**WHAT THE TASK ASKS**: Please output exactly the part of the records below that opens with the line containing "If you could mark the floral" and closes with the line containing "If you could mark the pink", both lines included, and nothing else.

**PROVIDED DATA**:
----------------------------------------

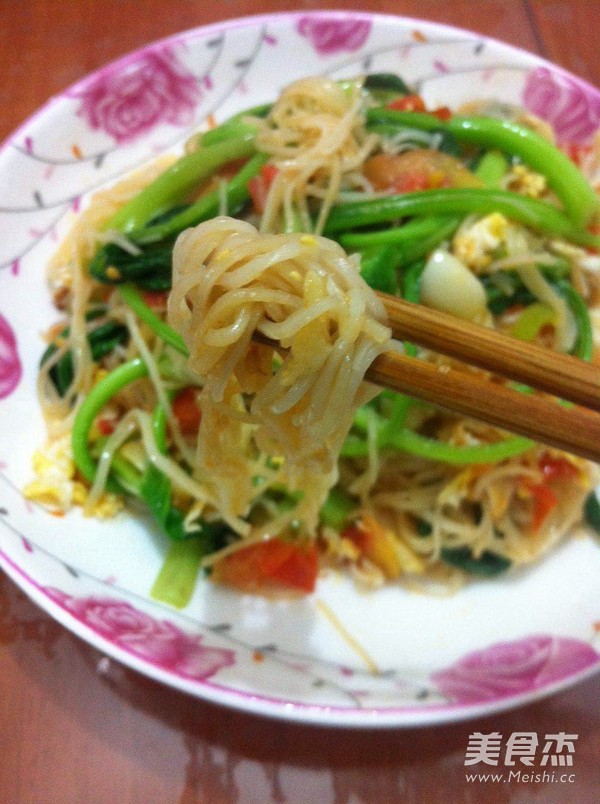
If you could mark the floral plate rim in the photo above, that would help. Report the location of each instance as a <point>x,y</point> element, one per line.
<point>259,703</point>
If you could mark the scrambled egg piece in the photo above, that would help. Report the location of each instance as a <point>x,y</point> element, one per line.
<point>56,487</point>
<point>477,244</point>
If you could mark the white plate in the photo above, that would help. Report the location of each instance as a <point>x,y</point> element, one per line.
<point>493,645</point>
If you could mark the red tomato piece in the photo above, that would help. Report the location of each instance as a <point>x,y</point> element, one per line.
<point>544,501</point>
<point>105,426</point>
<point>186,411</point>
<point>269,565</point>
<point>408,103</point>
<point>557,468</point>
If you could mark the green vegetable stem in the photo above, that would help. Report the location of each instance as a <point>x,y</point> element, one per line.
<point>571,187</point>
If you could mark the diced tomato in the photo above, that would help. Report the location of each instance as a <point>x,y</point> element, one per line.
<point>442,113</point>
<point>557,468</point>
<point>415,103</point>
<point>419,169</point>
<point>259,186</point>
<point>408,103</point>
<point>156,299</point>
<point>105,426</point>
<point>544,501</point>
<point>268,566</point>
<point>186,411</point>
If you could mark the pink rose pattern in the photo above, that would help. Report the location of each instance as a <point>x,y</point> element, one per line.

----------------------------------------

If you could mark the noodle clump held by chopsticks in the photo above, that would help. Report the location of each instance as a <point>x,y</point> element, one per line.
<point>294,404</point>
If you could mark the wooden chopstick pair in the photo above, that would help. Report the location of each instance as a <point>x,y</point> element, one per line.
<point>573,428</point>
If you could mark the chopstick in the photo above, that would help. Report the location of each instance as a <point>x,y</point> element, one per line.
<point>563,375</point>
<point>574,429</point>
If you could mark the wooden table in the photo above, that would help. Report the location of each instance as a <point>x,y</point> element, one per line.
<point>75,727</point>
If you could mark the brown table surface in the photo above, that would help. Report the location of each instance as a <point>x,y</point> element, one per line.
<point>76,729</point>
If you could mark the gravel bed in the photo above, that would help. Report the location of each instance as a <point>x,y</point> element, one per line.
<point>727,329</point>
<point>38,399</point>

----------------------------------------

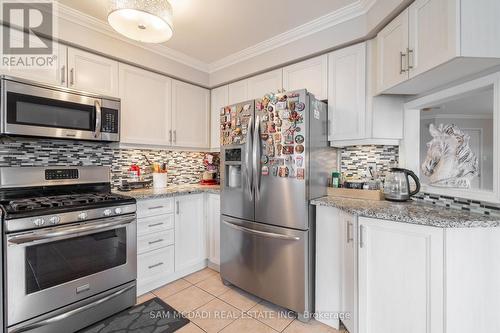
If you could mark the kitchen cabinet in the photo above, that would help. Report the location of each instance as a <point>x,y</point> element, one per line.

----------------------------------------

**TASK SOLUTION**:
If you could mark the floral plate rim in the photo above, that would help. Report the location of each instance as a <point>x,y</point> element, one per line.
<point>259,703</point>
If you could mark the scrambled egg piece in the photo above, that would help. Report the location of each instance as a <point>x,y</point> element, one per line.
<point>56,487</point>
<point>477,244</point>
If you could mark the white plate in the photo above, that would help. Report the location of each instance as a <point>x,y</point> element, one per line.
<point>493,645</point>
If you could mark the red tomato piece in the photo above, that would help. Report the location of each instance as a <point>x,y</point> element, one per line.
<point>544,501</point>
<point>105,426</point>
<point>186,411</point>
<point>269,565</point>
<point>408,103</point>
<point>557,468</point>
If you could mark the green vegetable stem in the photo above, that would help. Report the location of each instance as a <point>x,y</point> element, one per line.
<point>571,187</point>
If you could mark the diced tomato in the photo above, that would help. Report the location of each instance as a <point>x,y</point> element, one per line.
<point>442,113</point>
<point>557,468</point>
<point>415,103</point>
<point>419,169</point>
<point>259,186</point>
<point>408,103</point>
<point>156,299</point>
<point>105,426</point>
<point>544,501</point>
<point>268,566</point>
<point>186,411</point>
If you could mark the pink rose pattern in the photo above, that would help. Report the location of each instance as a <point>x,y</point> element, one per line.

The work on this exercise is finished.